→ **Work to do**
Count the lines in the records below that contain the string "shirt", and reply with that number alone.
[start of Material for this task]
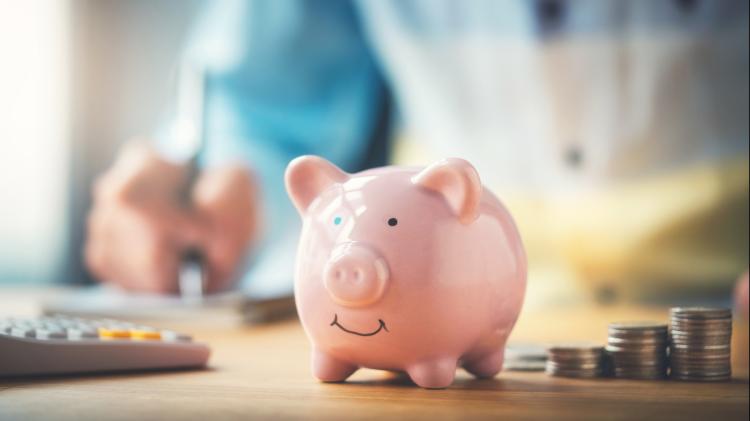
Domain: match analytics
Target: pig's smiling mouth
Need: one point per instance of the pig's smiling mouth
(336, 323)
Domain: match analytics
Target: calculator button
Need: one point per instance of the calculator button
(50, 334)
(145, 334)
(22, 332)
(113, 333)
(82, 333)
(169, 335)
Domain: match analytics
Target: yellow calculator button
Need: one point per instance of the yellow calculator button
(145, 335)
(113, 333)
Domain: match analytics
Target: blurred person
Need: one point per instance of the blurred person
(616, 132)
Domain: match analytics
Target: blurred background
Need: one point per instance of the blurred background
(78, 79)
(635, 187)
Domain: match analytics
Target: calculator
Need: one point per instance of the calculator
(63, 345)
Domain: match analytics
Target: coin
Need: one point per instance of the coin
(700, 312)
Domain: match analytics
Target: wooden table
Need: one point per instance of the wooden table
(262, 372)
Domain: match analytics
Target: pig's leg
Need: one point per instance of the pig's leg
(488, 365)
(433, 374)
(329, 369)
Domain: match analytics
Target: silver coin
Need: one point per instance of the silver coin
(701, 347)
(702, 327)
(524, 365)
(588, 366)
(701, 312)
(636, 349)
(576, 374)
(526, 352)
(575, 348)
(701, 379)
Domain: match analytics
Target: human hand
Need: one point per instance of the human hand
(140, 226)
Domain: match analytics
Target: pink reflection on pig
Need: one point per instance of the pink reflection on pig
(406, 269)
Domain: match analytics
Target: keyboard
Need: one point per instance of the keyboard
(62, 345)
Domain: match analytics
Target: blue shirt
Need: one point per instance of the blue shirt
(502, 83)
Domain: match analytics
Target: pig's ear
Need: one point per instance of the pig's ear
(307, 176)
(458, 182)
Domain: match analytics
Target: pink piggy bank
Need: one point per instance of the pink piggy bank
(406, 269)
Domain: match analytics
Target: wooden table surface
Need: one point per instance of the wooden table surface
(262, 372)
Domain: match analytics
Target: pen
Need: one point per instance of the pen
(190, 112)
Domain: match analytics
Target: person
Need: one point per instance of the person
(616, 132)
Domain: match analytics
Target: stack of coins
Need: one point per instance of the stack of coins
(638, 350)
(582, 360)
(700, 348)
(525, 357)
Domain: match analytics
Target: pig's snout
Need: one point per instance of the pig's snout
(355, 275)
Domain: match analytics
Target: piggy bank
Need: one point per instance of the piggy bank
(405, 269)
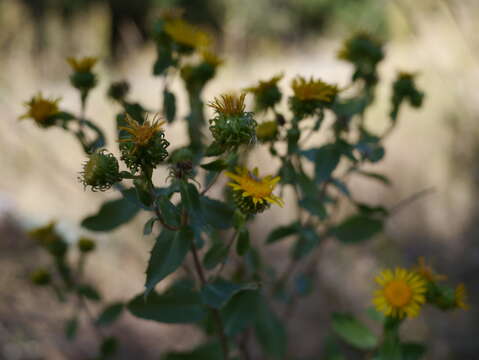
[end of Material for this task]
→ **Task solution**
2